-------- SOURCE DATA

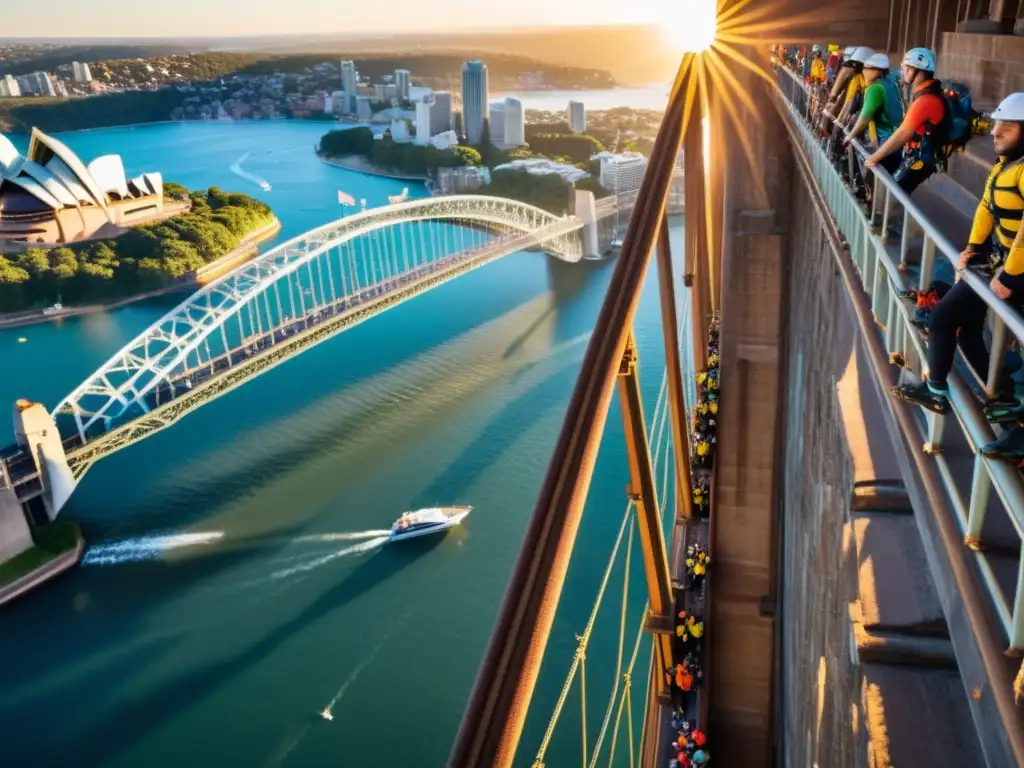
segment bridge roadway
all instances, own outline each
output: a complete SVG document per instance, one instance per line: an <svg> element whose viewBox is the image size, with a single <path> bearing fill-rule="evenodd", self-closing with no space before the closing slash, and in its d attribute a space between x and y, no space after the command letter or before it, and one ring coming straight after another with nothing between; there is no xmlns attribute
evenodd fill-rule
<svg viewBox="0 0 1024 768"><path fill-rule="evenodd" d="M614 206L606 206L606 209L614 211ZM244 339L239 346L202 367L183 371L173 379L158 384L144 395L146 413L136 419L116 425L113 429L90 437L86 442L77 434L63 439L69 465L76 479L80 478L102 456L123 447L127 442L170 426L193 408L212 399L204 391L213 388L229 372L246 369L242 376L232 377L236 380L227 386L218 388L212 394L213 397L325 338L324 335L316 334L316 339L309 341L308 337L314 331L328 329L328 335L333 335L496 258L536 248L547 241L570 233L582 225L579 219L565 218L532 232L505 234L482 247L441 257L409 269L397 278L360 288L355 293L316 307L303 316L287 317L272 330ZM279 349L283 351L282 354L276 353ZM271 356L271 353L274 359L264 364L262 359ZM251 375L250 369L254 369ZM167 413L168 406L182 400L186 395L190 395L191 403L175 413ZM133 425L137 422L146 424L141 429L136 429ZM17 446L7 449L5 453L6 456L0 455L0 482L11 485L18 501L23 503L42 493L41 479L31 454Z"/></svg>

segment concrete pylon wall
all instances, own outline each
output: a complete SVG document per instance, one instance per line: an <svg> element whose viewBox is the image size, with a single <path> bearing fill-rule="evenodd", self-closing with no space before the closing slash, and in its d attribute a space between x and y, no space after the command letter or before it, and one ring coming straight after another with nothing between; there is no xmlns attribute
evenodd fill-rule
<svg viewBox="0 0 1024 768"><path fill-rule="evenodd" d="M11 488L0 487L0 563L33 546L29 521Z"/></svg>
<svg viewBox="0 0 1024 768"><path fill-rule="evenodd" d="M757 114L738 98L713 101L713 141L724 143L713 157L725 169L710 175L711 197L724 199L724 211L715 222L723 233L722 399L708 609L709 729L716 764L751 768L770 765L774 749L776 432L788 219L777 206L784 208L790 197L793 161L763 84L744 68L730 70ZM724 188L715 188L716 181Z"/></svg>
<svg viewBox="0 0 1024 768"><path fill-rule="evenodd" d="M76 484L57 425L42 404L18 400L14 403L14 436L18 445L32 453L43 480L46 514L53 520Z"/></svg>

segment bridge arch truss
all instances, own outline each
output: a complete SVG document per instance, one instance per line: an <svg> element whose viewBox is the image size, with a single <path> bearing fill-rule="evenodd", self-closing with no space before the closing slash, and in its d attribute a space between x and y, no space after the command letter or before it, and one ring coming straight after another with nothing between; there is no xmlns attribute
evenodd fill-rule
<svg viewBox="0 0 1024 768"><path fill-rule="evenodd" d="M366 306L375 302L392 306L395 292L413 295L411 284L420 288L414 294L422 292L444 282L439 276L521 250L543 248L578 261L581 226L573 217L487 196L428 198L340 218L193 293L89 376L53 416L72 435L66 445L81 449L162 410L181 387L221 377L312 325L340 314L366 318L374 313Z"/></svg>

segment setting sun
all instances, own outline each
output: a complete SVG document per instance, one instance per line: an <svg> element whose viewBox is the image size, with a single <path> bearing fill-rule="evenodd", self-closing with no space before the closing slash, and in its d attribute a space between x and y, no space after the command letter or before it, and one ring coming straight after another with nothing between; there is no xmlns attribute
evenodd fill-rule
<svg viewBox="0 0 1024 768"><path fill-rule="evenodd" d="M717 32L716 0L667 0L662 29L680 51L707 50Z"/></svg>

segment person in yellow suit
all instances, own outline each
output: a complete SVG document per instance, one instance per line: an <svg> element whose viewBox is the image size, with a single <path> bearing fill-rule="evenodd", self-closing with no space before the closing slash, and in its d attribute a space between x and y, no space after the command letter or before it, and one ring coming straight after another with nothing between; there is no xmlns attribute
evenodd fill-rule
<svg viewBox="0 0 1024 768"><path fill-rule="evenodd" d="M992 292L1018 309L1024 307L1024 93L1014 93L992 113L992 145L998 162L985 184L974 215L959 270L972 267L991 282ZM985 315L988 305L964 281L932 310L928 334L928 378L915 385L893 388L899 399L944 414L949 411L946 377L956 346L981 378L988 373ZM1000 383L989 408L1012 397L1010 382ZM1006 455L1006 452L1002 452ZM1009 458L1009 457L1008 457Z"/></svg>

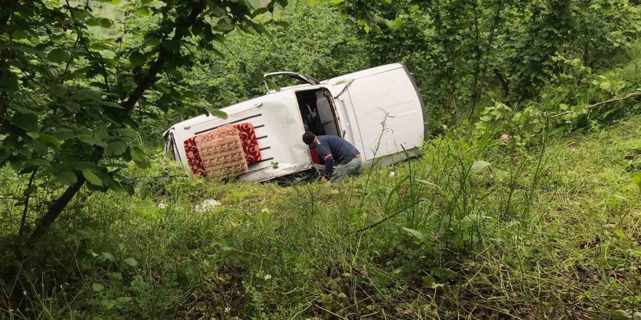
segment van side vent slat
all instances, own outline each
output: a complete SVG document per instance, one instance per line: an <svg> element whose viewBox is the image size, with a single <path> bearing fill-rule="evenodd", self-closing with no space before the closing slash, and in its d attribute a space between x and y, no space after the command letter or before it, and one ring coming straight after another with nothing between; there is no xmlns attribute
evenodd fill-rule
<svg viewBox="0 0 641 320"><path fill-rule="evenodd" d="M349 122L349 115L347 113L347 106L345 104L344 100L339 100L338 103L340 104L340 108L343 110L343 116L345 117L345 123L347 124L347 132L349 134L349 142L352 145L356 145L356 141L354 141L354 131L352 130L352 124Z"/></svg>

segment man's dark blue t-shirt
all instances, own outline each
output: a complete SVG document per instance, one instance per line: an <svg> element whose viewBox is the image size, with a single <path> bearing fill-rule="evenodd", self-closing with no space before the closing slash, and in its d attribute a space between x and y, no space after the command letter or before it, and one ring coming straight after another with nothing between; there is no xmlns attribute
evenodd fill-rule
<svg viewBox="0 0 641 320"><path fill-rule="evenodd" d="M347 140L336 136L317 136L316 152L325 161L325 179L329 179L334 171L334 162L345 164L360 152Z"/></svg>

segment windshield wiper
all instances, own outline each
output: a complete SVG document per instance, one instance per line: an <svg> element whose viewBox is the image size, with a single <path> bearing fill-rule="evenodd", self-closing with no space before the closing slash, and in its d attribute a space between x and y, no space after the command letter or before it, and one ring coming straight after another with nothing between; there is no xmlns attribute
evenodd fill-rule
<svg viewBox="0 0 641 320"><path fill-rule="evenodd" d="M354 82L353 79L352 79L352 81L349 81L349 83L348 83L347 85L345 86L345 88L343 88L343 91L341 91L340 93L338 93L338 95L337 95L336 97L334 97L334 99L338 99L338 97L340 97L341 95L342 95L343 93L344 93L345 91L347 91L347 88L349 88L349 86L352 85L352 83L353 83L353 82Z"/></svg>

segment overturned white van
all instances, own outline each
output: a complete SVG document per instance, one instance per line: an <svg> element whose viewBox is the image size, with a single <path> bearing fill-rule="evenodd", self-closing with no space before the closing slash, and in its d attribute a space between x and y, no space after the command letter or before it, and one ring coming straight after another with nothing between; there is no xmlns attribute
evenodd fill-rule
<svg viewBox="0 0 641 320"><path fill-rule="evenodd" d="M395 63L318 81L293 72L275 72L302 84L221 110L227 119L201 115L176 124L165 134L165 152L187 165L183 141L226 124L249 122L262 160L249 166L242 180L265 181L322 167L314 163L301 136L342 137L361 152L363 166L388 165L413 154L428 136L427 113L407 68ZM267 84L265 84L267 86Z"/></svg>

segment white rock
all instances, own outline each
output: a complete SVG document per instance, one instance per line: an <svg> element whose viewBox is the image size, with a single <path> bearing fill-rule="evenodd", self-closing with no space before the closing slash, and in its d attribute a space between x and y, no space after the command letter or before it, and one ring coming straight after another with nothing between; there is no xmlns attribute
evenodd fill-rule
<svg viewBox="0 0 641 320"><path fill-rule="evenodd" d="M213 199L207 199L203 201L202 204L196 206L196 212L198 213L204 213L221 204Z"/></svg>

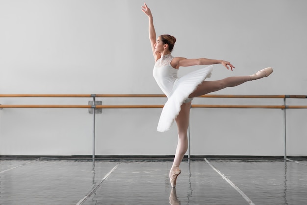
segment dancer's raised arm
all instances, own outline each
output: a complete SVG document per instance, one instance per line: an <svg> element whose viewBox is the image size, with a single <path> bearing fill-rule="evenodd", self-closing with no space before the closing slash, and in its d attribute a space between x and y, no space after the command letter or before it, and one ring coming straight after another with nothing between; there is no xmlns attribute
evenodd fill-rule
<svg viewBox="0 0 307 205"><path fill-rule="evenodd" d="M148 34L149 40L150 41L153 54L154 54L154 59L156 61L157 59L159 58L160 56L159 53L156 53L154 49L154 44L155 44L156 41L156 34L155 34L155 30L154 29L154 26L153 15L152 15L150 9L147 7L146 4L144 3L144 6L142 6L142 11L148 17ZM159 57L158 57L158 55L159 55Z"/></svg>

----------------

- **WRITTEN EXERCISE**:
Arrange the data above, from the line containing "segment windshield wiper" through the line containing "63L318 81L293 72L275", as a numbered list. Omit blank lines.

- **THE RESPONSE**:
1. segment windshield wiper
2. all instances, own outline each
3. output: a complete SVG document per instance, one instance per line: an <svg> element whose viewBox is the image size, with a single <path> bearing fill-rule="evenodd", self-closing with no space before the closing slash, and in its d attribute a space between x and y, no space after the command letter or before it, and one ring coming straight after another with nothing between; there is no xmlns attribute
4. evenodd fill-rule
5. <svg viewBox="0 0 641 320"><path fill-rule="evenodd" d="M354 82L353 79L352 79L352 81L349 81L349 83L348 83L347 85L345 86L345 88L343 88L343 91L341 91L340 93L338 93L338 95L337 95L336 97L334 97L334 99L338 99L338 97L340 97L341 95L342 95L343 93L344 93L345 91L347 91L347 88L349 88L349 86L352 85L352 83L353 83L353 82Z"/></svg>
6. segment overturned white van
7. all instances, own outline each
8. output: a complete SVG document per instance, one instance per line: an <svg> element whose viewBox is the image size, with a single <path> bearing fill-rule="evenodd", self-closing with no space before the closing slash, and in its d attribute a space between x and y, no space after the command letter or before it, and one ring coming straight after another with nothing between; there is no xmlns attribute
9. evenodd fill-rule
10. <svg viewBox="0 0 641 320"><path fill-rule="evenodd" d="M395 63L318 81L293 72L275 72L302 84L221 110L227 119L201 115L176 124L165 134L165 152L187 165L183 141L226 124L249 122L262 160L249 166L242 180L265 181L322 167L314 163L301 136L342 137L361 152L363 166L388 165L413 154L428 136L427 113L407 68ZM267 84L265 84L267 86Z"/></svg>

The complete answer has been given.